WRITTEN TASK - Copy out every line of the items from the one containing "Select beard. Give" through the one containing "75 119 354 273", including the requests, and shift each bounding box coordinate in the answers up by 12. Leave the numbers in the requests and their format samples unchanged.

GIVEN RECORDS -
▬▬▬▬▬▬

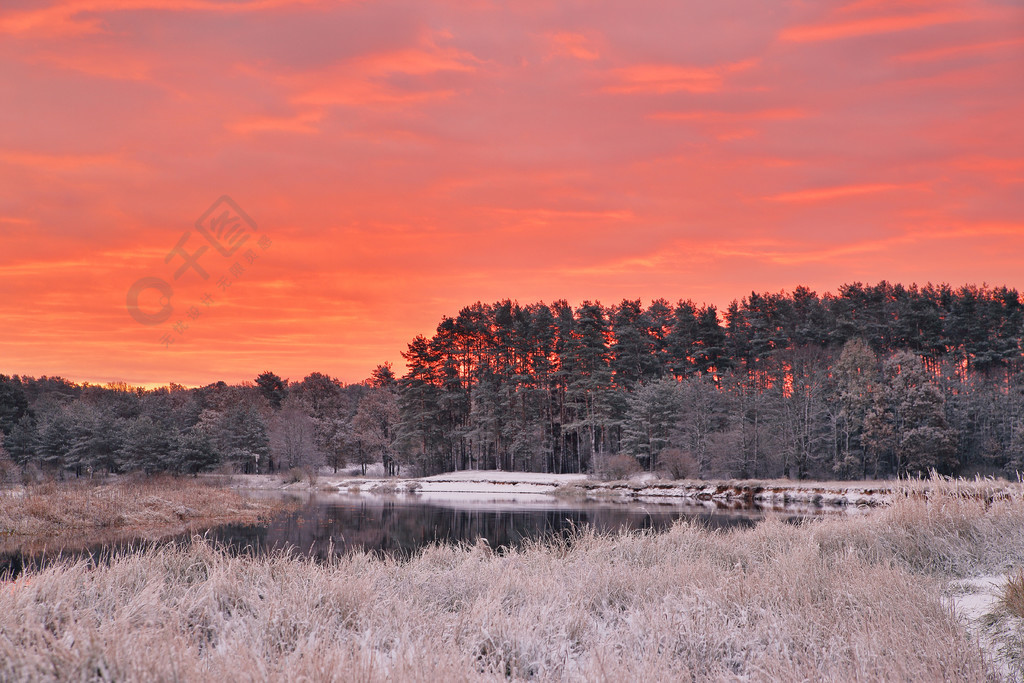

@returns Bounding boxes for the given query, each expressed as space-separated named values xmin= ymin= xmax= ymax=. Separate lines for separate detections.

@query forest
xmin=0 ymin=282 xmax=1024 ymax=479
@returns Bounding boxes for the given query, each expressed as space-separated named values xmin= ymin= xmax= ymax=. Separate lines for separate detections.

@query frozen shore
xmin=236 ymin=470 xmax=895 ymax=507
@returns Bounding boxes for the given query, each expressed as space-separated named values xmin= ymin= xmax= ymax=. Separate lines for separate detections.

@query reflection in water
xmin=201 ymin=497 xmax=782 ymax=559
xmin=0 ymin=496 xmax=807 ymax=578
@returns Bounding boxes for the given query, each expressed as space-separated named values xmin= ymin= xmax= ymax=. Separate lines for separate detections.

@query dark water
xmin=0 ymin=496 xmax=807 ymax=577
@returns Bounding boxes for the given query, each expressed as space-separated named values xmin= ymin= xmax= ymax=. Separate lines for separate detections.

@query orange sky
xmin=0 ymin=0 xmax=1024 ymax=384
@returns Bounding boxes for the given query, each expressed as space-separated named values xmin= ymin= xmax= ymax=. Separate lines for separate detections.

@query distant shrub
xmin=0 ymin=445 xmax=22 ymax=486
xmin=594 ymin=453 xmax=641 ymax=480
xmin=657 ymin=449 xmax=697 ymax=479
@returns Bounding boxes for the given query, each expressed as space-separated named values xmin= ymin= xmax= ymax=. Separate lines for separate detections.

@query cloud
xmin=0 ymin=0 xmax=318 ymax=37
xmin=763 ymin=182 xmax=927 ymax=203
xmin=604 ymin=59 xmax=758 ymax=94
xmin=548 ymin=31 xmax=601 ymax=61
xmin=779 ymin=9 xmax=990 ymax=43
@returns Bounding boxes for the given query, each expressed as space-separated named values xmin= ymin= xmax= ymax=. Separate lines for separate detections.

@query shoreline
xmin=229 ymin=470 xmax=908 ymax=508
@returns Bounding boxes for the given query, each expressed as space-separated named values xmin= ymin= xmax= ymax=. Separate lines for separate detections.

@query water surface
xmin=0 ymin=492 xmax=808 ymax=575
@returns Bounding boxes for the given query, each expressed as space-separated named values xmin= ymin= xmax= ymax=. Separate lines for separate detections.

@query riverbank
xmin=231 ymin=470 xmax=1020 ymax=508
xmin=0 ymin=482 xmax=1024 ymax=681
xmin=0 ymin=476 xmax=287 ymax=554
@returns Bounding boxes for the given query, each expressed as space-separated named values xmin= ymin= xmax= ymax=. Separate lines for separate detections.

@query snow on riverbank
xmin=237 ymin=470 xmax=893 ymax=508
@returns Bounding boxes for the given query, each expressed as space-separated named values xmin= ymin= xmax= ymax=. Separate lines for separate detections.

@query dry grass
xmin=0 ymin=477 xmax=282 ymax=551
xmin=1002 ymin=569 xmax=1024 ymax=618
xmin=0 ymin=483 xmax=1024 ymax=681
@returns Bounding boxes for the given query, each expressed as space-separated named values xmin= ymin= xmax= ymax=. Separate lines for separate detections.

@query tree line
xmin=0 ymin=282 xmax=1024 ymax=478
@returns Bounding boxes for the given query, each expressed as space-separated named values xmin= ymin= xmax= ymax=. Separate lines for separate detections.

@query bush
xmin=657 ymin=449 xmax=697 ymax=479
xmin=0 ymin=448 xmax=22 ymax=486
xmin=594 ymin=453 xmax=641 ymax=480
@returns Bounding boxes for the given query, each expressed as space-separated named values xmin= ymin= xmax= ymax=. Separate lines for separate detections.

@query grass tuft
xmin=1002 ymin=569 xmax=1024 ymax=618
xmin=6 ymin=483 xmax=1024 ymax=681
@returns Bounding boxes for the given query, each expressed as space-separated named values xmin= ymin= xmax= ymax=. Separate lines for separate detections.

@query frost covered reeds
xmin=0 ymin=476 xmax=285 ymax=550
xmin=0 ymin=483 xmax=1024 ymax=681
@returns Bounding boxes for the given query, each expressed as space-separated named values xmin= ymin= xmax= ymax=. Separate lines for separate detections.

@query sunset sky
xmin=0 ymin=0 xmax=1024 ymax=385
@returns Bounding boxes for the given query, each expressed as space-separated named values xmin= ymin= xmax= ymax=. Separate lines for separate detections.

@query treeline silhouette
xmin=0 ymin=282 xmax=1024 ymax=478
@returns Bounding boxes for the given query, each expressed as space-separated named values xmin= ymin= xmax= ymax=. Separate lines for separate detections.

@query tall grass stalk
xmin=0 ymin=483 xmax=1024 ymax=681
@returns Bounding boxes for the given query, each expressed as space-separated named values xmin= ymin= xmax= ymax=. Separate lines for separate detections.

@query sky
xmin=0 ymin=0 xmax=1024 ymax=386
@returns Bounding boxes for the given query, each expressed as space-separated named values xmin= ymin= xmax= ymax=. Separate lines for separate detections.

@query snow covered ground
xmin=305 ymin=470 xmax=889 ymax=508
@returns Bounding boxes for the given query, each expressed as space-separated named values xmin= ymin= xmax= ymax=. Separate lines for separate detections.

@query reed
xmin=6 ymin=483 xmax=1024 ymax=681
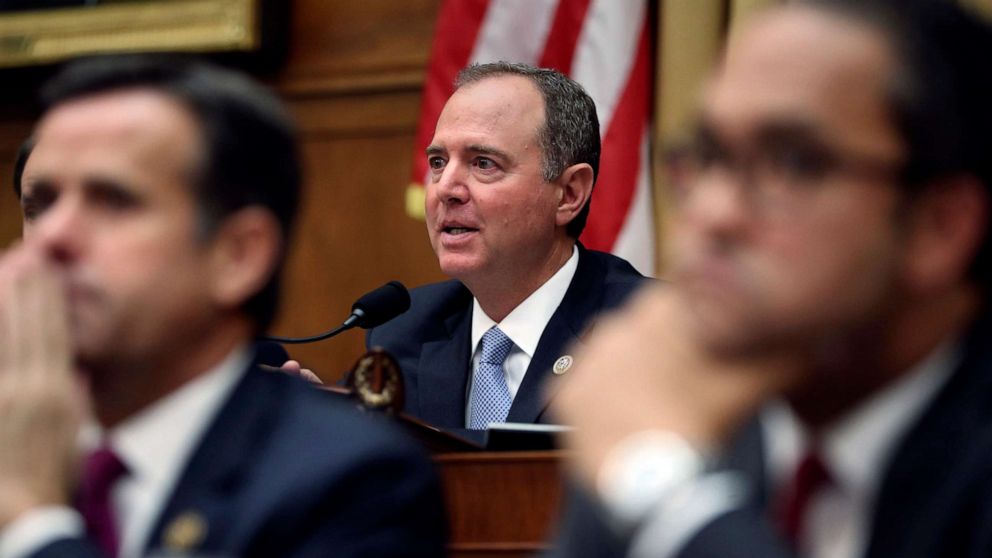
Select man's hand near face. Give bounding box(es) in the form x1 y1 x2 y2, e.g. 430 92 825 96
0 245 87 527
552 286 799 496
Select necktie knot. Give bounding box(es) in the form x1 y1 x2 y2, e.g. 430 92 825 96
469 326 513 430
778 450 833 548
479 326 513 365
76 446 127 556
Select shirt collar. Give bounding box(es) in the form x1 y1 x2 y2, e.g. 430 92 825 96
94 346 251 490
472 245 579 358
762 342 961 504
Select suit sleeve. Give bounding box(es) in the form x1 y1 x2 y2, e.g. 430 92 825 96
250 442 446 558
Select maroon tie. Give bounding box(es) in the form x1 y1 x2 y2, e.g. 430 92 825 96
76 446 127 557
776 450 831 548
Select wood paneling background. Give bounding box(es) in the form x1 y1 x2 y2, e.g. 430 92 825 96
0 0 442 381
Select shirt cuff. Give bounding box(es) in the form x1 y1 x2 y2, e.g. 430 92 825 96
596 430 747 558
0 506 85 558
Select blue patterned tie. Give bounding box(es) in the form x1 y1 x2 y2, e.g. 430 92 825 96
469 326 513 430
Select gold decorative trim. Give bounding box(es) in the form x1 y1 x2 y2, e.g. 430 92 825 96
0 0 260 67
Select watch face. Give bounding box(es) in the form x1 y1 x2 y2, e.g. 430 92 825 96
351 349 403 412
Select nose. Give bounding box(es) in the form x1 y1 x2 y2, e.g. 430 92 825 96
24 195 85 262
434 160 469 205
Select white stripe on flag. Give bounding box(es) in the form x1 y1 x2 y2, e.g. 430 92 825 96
469 0 558 64
572 0 647 131
612 131 655 275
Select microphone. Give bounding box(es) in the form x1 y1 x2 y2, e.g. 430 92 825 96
262 281 410 344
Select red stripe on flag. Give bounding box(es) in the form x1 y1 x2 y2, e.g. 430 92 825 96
582 19 651 252
411 0 489 184
537 0 589 74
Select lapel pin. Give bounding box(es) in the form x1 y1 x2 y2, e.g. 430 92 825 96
162 511 207 552
551 355 572 376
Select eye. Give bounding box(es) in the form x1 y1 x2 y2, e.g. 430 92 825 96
475 157 499 171
90 183 139 211
21 185 58 221
765 143 834 182
427 155 445 170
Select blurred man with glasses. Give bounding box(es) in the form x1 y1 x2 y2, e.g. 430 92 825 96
553 0 992 558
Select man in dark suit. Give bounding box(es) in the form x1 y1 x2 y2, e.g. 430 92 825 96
366 62 643 429
555 0 992 558
0 57 444 557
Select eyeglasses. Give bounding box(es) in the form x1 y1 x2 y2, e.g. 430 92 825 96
665 131 905 211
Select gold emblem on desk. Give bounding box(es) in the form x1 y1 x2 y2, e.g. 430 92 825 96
551 355 573 376
162 511 207 552
347 347 403 413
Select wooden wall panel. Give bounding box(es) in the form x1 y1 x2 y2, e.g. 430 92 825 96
0 0 441 381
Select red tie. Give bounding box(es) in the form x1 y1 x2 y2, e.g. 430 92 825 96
776 450 831 548
76 446 127 557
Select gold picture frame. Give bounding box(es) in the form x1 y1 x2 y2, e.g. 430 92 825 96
0 0 261 68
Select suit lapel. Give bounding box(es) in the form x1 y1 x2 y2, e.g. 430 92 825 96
417 302 472 428
506 246 606 423
145 369 287 554
865 318 992 557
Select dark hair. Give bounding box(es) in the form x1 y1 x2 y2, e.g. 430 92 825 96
455 62 600 238
14 55 301 332
806 0 992 288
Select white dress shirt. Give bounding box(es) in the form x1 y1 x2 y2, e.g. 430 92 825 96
465 246 579 427
0 347 251 558
761 344 960 558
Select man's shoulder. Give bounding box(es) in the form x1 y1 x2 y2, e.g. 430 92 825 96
573 249 654 307
246 372 425 462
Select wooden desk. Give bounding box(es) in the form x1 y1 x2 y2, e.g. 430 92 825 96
434 451 564 558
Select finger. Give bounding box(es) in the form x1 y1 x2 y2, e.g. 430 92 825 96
279 360 302 374
300 368 324 385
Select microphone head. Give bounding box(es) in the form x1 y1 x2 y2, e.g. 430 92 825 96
351 281 410 329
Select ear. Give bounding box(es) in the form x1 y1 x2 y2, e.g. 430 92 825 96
209 206 282 308
904 175 989 294
555 163 593 227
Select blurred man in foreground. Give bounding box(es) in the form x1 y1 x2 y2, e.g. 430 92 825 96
367 62 643 429
0 57 443 558
555 0 992 558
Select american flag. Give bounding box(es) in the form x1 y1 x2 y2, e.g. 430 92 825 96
407 0 656 275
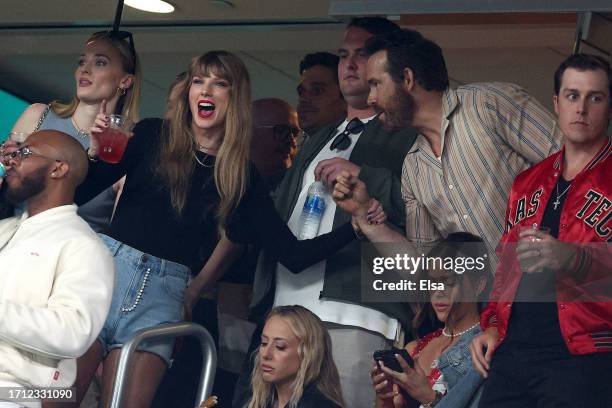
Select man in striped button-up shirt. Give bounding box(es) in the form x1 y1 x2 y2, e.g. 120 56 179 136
336 30 561 266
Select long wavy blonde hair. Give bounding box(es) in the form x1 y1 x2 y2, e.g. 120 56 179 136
156 51 252 227
248 305 344 408
51 32 142 123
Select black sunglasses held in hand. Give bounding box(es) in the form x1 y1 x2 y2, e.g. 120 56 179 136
374 348 414 373
329 118 365 151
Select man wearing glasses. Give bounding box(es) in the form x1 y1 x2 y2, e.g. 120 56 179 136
235 17 415 408
0 130 114 406
251 98 300 190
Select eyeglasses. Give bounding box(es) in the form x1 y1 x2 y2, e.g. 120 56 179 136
255 125 300 142
329 118 365 151
3 146 61 165
92 30 136 74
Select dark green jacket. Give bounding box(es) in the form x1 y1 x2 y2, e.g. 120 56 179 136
251 119 416 327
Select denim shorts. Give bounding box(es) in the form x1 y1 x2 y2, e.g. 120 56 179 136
98 234 191 366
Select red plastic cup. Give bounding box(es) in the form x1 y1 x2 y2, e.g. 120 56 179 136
98 115 133 163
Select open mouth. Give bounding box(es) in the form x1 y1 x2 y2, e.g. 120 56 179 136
198 101 215 119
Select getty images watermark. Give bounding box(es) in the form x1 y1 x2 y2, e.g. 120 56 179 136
372 253 488 291
361 242 490 302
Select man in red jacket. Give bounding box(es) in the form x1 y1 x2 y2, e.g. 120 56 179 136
471 54 612 408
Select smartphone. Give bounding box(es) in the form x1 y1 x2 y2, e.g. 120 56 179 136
374 348 414 373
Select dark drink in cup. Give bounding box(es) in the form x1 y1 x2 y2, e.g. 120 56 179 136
98 128 128 163
98 115 132 163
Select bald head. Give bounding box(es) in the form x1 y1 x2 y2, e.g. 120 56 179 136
25 130 89 188
251 98 299 176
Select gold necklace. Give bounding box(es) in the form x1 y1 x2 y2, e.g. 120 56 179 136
442 322 480 337
70 116 89 139
193 152 215 168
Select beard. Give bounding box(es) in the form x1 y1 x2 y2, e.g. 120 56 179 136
381 86 415 131
4 167 48 205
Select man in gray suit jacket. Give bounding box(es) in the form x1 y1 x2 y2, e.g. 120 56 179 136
234 18 416 408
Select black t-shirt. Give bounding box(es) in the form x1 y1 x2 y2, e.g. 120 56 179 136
504 177 571 351
75 119 354 273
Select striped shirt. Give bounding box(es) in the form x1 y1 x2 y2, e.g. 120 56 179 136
402 83 562 270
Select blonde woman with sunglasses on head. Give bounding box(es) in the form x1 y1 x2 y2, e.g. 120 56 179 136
247 305 343 408
67 51 384 408
12 31 141 232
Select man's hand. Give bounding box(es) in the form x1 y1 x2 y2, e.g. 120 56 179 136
332 171 372 219
516 228 578 273
315 157 361 189
470 327 499 378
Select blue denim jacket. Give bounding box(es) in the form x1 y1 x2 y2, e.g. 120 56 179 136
436 326 484 408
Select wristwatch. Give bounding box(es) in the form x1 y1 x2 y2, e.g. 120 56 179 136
423 390 444 408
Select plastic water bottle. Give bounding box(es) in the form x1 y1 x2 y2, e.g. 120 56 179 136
298 181 327 240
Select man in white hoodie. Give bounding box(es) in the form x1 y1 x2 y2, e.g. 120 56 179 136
0 131 114 407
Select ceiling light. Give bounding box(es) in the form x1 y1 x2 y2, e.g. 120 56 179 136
125 0 174 13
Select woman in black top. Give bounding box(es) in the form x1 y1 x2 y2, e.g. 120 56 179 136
249 305 344 408
68 51 378 407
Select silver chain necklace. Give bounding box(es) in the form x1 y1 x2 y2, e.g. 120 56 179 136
553 181 572 211
442 322 480 337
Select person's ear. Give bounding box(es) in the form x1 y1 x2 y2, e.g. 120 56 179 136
51 162 70 179
402 68 416 92
119 74 134 91
474 276 487 298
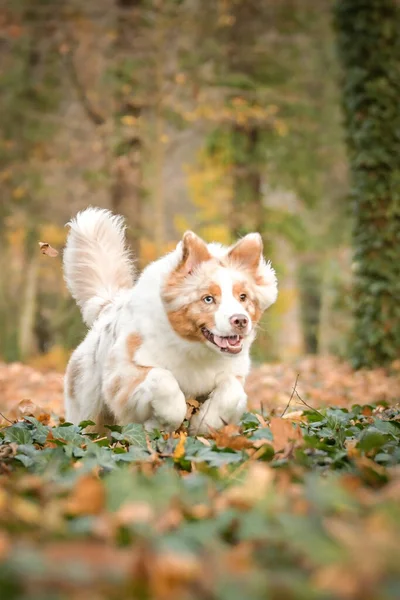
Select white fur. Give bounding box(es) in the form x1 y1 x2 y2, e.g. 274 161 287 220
64 208 277 433
64 208 134 326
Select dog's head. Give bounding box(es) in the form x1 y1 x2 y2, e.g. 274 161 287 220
161 231 278 355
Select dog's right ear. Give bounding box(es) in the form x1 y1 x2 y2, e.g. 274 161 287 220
178 231 212 275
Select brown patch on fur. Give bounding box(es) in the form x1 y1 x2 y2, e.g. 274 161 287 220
228 235 263 276
126 333 142 362
167 283 221 342
162 231 215 302
233 281 262 323
178 231 212 273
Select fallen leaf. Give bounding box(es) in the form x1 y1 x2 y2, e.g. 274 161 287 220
65 474 105 515
39 242 58 258
173 431 187 460
211 424 253 450
270 417 303 455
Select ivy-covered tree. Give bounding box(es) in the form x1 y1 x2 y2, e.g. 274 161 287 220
335 0 400 367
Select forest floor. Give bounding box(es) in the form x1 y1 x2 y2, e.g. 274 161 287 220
0 357 400 600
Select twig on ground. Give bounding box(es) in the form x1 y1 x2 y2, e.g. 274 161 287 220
0 413 14 425
295 390 324 418
281 373 300 418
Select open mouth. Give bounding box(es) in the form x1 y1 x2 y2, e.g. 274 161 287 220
201 327 243 354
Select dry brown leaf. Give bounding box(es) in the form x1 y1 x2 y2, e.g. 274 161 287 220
65 474 105 515
270 417 303 454
210 424 253 450
150 552 203 598
173 431 187 460
223 462 274 509
39 242 58 258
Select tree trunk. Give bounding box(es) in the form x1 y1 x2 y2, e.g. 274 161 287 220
18 253 40 360
335 0 400 367
231 125 264 238
111 0 143 258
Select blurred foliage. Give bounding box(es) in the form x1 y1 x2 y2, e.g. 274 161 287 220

▬▬▬▬▬▬

RIGHT ANSWER -
Select beard. Give bounding box(es) in the form x1 y1 x2 y2, e.g. 120 56 179 136
393 98 427 143
16 179 60 217
Select man in gray suit jacket. Give bounding box(es) in the form x1 y1 x2 y2, e.g. 120 56 179 136
246 30 428 420
Select black t-shirt. Give bounding box(es) in the form x1 y1 x2 y2, e.g. 120 56 179 136
516 189 583 363
87 131 366 285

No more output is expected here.